(Object position labeling items)
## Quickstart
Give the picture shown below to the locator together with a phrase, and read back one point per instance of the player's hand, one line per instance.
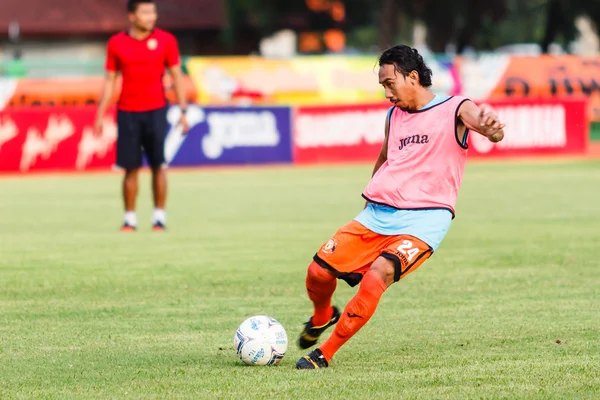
(490, 124)
(184, 124)
(98, 127)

• [REQUIRED WORK]:
In every item above, rewrite the lines with "player's hand" replaced by "character's hand" and everything else left unchanged. Omit the pictures from your answer.

• [RESPONSE FOR THIS EXERCISE]:
## Quickstart
Give the picture shown below to the locator together with a phrase, and read back one point per instance of the character's hand, one line per instance.
(490, 124)
(184, 124)
(98, 127)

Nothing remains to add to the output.